_Task objective_: Every record here must be copied exactly, except for the images it holds.

BEGIN

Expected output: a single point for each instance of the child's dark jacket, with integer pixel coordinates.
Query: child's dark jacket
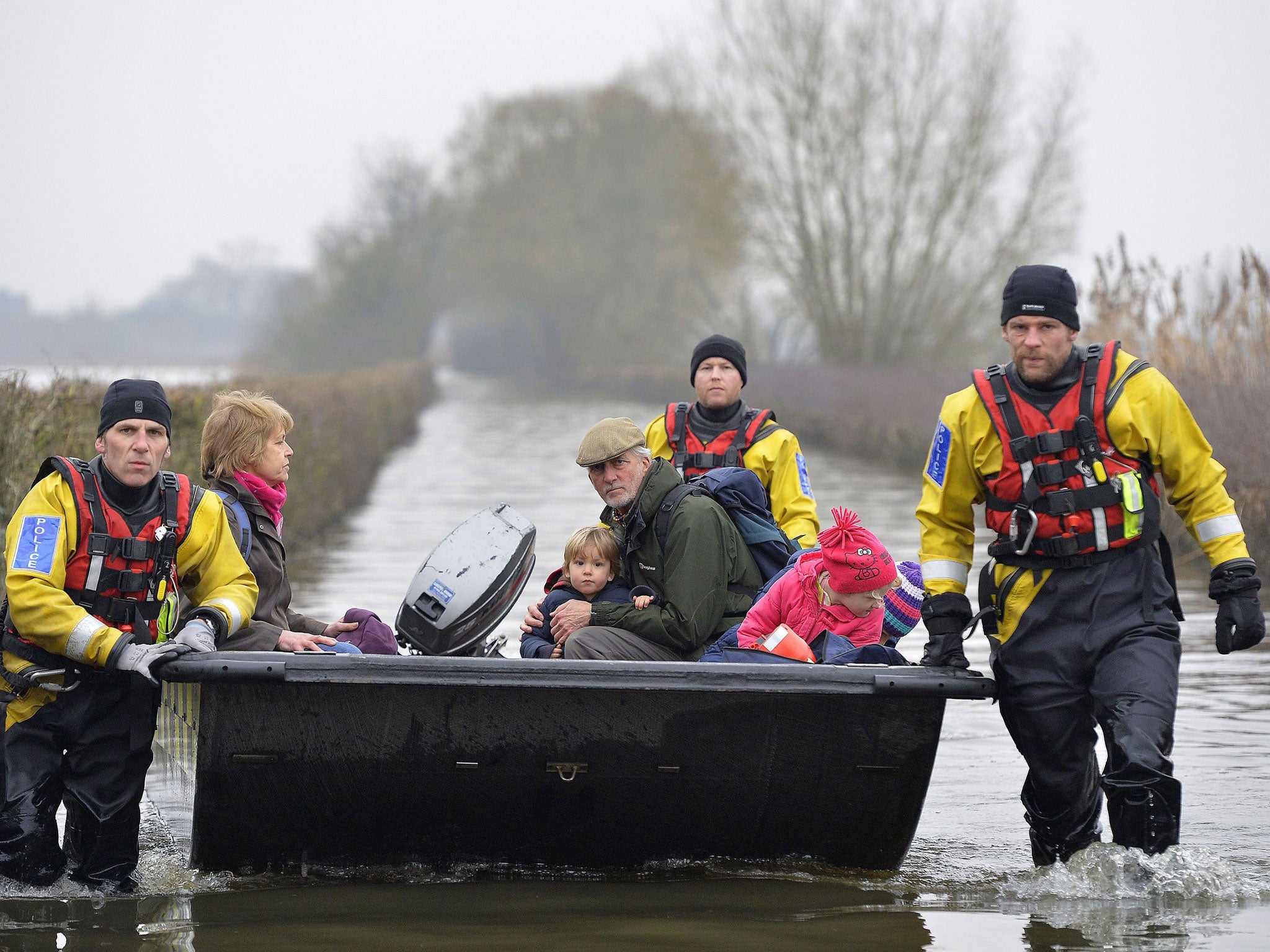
(539, 643)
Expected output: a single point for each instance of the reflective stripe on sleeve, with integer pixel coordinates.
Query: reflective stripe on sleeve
(1217, 527)
(231, 611)
(81, 637)
(945, 569)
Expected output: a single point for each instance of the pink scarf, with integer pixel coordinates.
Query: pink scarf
(271, 498)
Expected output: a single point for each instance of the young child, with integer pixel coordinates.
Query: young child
(591, 563)
(841, 588)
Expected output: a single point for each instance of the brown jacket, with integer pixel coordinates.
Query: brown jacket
(269, 563)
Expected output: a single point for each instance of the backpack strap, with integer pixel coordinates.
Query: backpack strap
(676, 433)
(747, 430)
(670, 503)
(235, 506)
(662, 522)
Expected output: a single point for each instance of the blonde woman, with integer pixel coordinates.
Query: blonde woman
(247, 461)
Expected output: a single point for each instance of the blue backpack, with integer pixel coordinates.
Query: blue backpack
(745, 499)
(244, 521)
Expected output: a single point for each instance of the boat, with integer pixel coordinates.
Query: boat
(270, 760)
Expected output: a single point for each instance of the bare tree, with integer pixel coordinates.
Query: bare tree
(595, 227)
(892, 187)
(380, 280)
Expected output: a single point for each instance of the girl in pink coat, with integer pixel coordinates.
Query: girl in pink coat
(841, 589)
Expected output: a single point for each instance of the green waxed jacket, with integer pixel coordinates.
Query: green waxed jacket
(704, 555)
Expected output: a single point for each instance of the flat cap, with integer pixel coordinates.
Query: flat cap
(611, 437)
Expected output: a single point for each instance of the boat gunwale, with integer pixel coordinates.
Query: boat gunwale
(311, 668)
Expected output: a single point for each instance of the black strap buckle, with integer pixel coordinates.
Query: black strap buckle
(1061, 503)
(1064, 546)
(1049, 474)
(1050, 442)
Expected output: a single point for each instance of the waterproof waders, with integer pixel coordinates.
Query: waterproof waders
(1096, 645)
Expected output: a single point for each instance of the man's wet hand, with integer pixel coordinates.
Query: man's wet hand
(1240, 622)
(568, 619)
(533, 617)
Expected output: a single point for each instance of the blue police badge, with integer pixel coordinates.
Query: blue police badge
(804, 480)
(37, 544)
(938, 464)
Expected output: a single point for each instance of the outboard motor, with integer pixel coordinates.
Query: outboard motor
(468, 584)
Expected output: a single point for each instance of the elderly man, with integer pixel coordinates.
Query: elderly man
(1066, 447)
(721, 430)
(705, 578)
(93, 557)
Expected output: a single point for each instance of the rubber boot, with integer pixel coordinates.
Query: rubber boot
(1057, 838)
(102, 853)
(29, 837)
(1146, 816)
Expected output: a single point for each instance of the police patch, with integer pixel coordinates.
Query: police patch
(803, 479)
(37, 544)
(938, 464)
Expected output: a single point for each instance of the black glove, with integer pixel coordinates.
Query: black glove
(1240, 622)
(946, 617)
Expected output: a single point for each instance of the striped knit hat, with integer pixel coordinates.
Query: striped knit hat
(905, 603)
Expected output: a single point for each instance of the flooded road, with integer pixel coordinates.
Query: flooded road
(968, 883)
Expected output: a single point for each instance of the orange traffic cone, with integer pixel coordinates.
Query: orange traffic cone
(786, 644)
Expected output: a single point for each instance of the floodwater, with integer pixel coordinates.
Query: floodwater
(968, 883)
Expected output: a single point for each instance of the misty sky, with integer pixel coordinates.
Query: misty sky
(136, 136)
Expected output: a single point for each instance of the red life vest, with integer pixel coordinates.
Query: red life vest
(1066, 495)
(693, 457)
(118, 578)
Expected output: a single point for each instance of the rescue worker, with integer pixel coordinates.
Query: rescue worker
(721, 430)
(93, 557)
(1066, 446)
(704, 578)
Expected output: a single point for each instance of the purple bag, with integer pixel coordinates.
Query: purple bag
(371, 635)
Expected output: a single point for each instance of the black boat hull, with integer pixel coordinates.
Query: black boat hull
(360, 760)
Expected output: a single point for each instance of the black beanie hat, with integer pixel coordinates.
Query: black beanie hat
(1041, 289)
(135, 400)
(719, 346)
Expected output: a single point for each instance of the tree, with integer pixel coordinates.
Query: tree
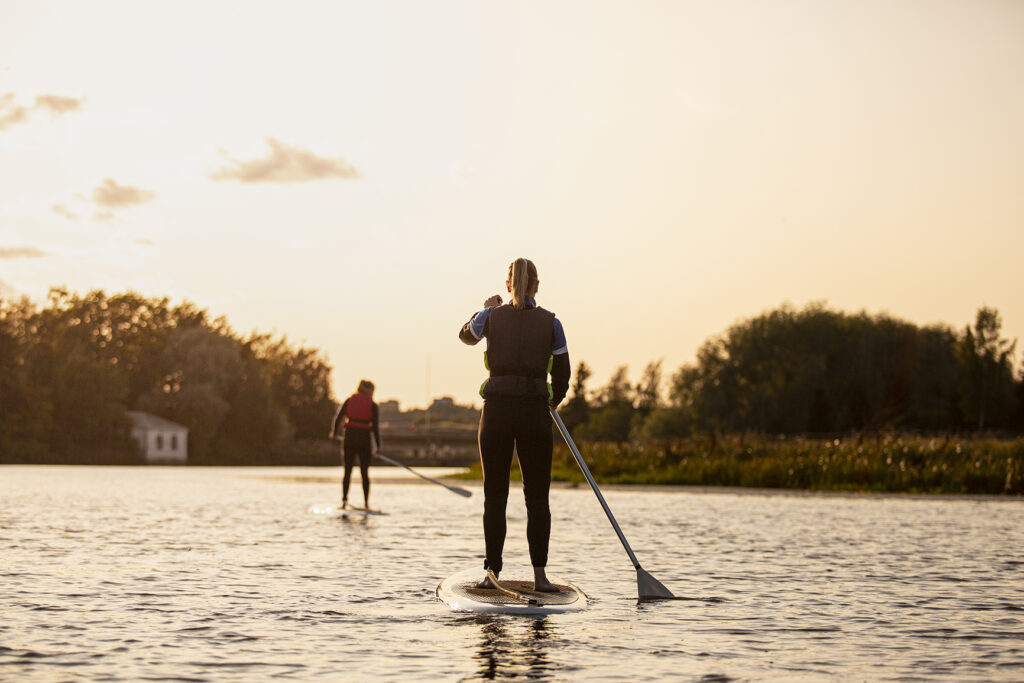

END

_Response to the exercise_:
Expected output: a single point for each instance of the child's dark jacket, with integer pixel coordinates.
Query: child's dark jacket
(539, 643)
Expected output: a single point for each instance of the reflective stripe on sleeve, with integer pixel coordinates.
Query: reflective stripe on sleeve
(1217, 527)
(231, 611)
(81, 637)
(945, 569)
Expected output: a single point for each instance of the pink scarf, with integer pixel coordinates.
Query: pink scarf
(271, 498)
Expected output: a single point for each instance of the young child, with integer pixel coordinates.
Query: young child
(591, 563)
(841, 588)
Expected output: a single point for each instance of the brown jacket, with integer pixel coordinates.
Query: brown jacket
(269, 563)
Expected output: a single point for each instance of the backpack strap, with integer pixel coordinates.
Query: backpack strap
(676, 433)
(747, 430)
(670, 503)
(235, 506)
(662, 522)
Expected output: a single point for each instance of the blonde woman, with integer pixel coordinates.
Query: blonde woman
(247, 461)
Expected output: a single point for each instance of the blue backpack, with integer pixel coordinates.
Query: blue backpack
(745, 499)
(244, 521)
Expected output: a single point for each instance of the boat, with integer pixel coordinates.
Query: boat
(270, 760)
Expected output: a single point for each instance of the bare tree, with integer pixel coordinates.
Query: bare tree
(595, 227)
(892, 187)
(380, 280)
Expected output: a single point for each instance of the girl in pink coat, with integer pixel coordinates.
Query: girl in pink coat
(841, 589)
Expected output: a single point for each instance of the green waxed jacket, with integer pixel coordinates.
Query: green waxed jacket
(704, 555)
Expected output: a single point for each instance of the flat cap, with integer pixel coordinates.
Query: flat cap
(611, 437)
Expected output: a single point for each instance of the boat gunwale, with integer pixel coordinates.
Query: boat gunwale
(311, 668)
Expected output: a single point for each instance of the black strap buckle, with integer pixel coordinates.
Query: black strap buckle
(1061, 503)
(1064, 546)
(1049, 474)
(1050, 442)
Expected output: a single point for each instance of the waterproof waders, with integer pixel coordinates.
Query: waterproof waders
(1096, 645)
Expected output: a single point for each instance of the man's wet hand, with integer pixel coordinates.
Query: man's wet hand
(1240, 622)
(568, 619)
(533, 617)
Expected output: a single point for each instance of the blue police badge, with integer pixel coordinates.
Query: blue police badge
(804, 480)
(37, 544)
(938, 464)
Expected output: a single point for each instance of the outboard motor, with integer pixel coordinates.
Query: outboard motor
(468, 584)
Expected output: a single point for each instance of the elderly man, with integer pixel coordinates.
Query: elderly man
(1066, 447)
(721, 430)
(705, 578)
(93, 557)
Expected output: a single point for each instance of the rubber boot, with integer pixel coordinates.
Query: rubber boot
(1057, 838)
(102, 853)
(29, 837)
(1146, 816)
Expected output: a single point for each instance of the police patch, with integer pixel coordinates.
Query: police patch
(803, 479)
(37, 544)
(938, 464)
Expected output: a single point for each instance of the black glove, with integer pixel coordinates.
Query: black glove
(1240, 622)
(946, 617)
Expected output: a single point for each instance of the striped knit hat, with integer pixel coordinates.
Query: striped knit hat
(905, 603)
Expected output: a single point for each instance of the flooded road, with integer pixel coordinates.
Query: flooded road
(968, 883)
Expected output: a single point for each instance of the orange traffic cone, with integer pixel coordinates.
Query: orange traffic cone
(786, 644)
Expected output: a single point for each instance of the floodwater, with integer pixel coordinates.
Query: floodwater
(968, 883)
Expected output: a single point for each instance of the misty sky, with integer pixel coordinates.
Query: misty sky
(136, 136)
Expected output: a single point for each instance of the red life vest, with integer pixel coordinates.
Query: red life vest
(1066, 495)
(693, 457)
(118, 578)
Expected output: a single point for each instance of the rescue worker, with integer pixel coordinates.
Query: rescue worker
(721, 430)
(93, 557)
(1066, 446)
(704, 578)
Expected output: a single point for each instance of the purple bag, with integer pixel coordinates.
Query: purple bag
(371, 635)
Expected output: a single point for each instance of the black boat hull, with integer pixel coordinates.
Query: black boat hull
(360, 760)
Expected output: a single point for each instance of the black beanie hat, with integer pixel coordinates.
Query: black beanie hat
(1041, 289)
(135, 400)
(719, 346)
Expected output: a single point for each instance of the tree, with integer pixel coordinates.
Query: tree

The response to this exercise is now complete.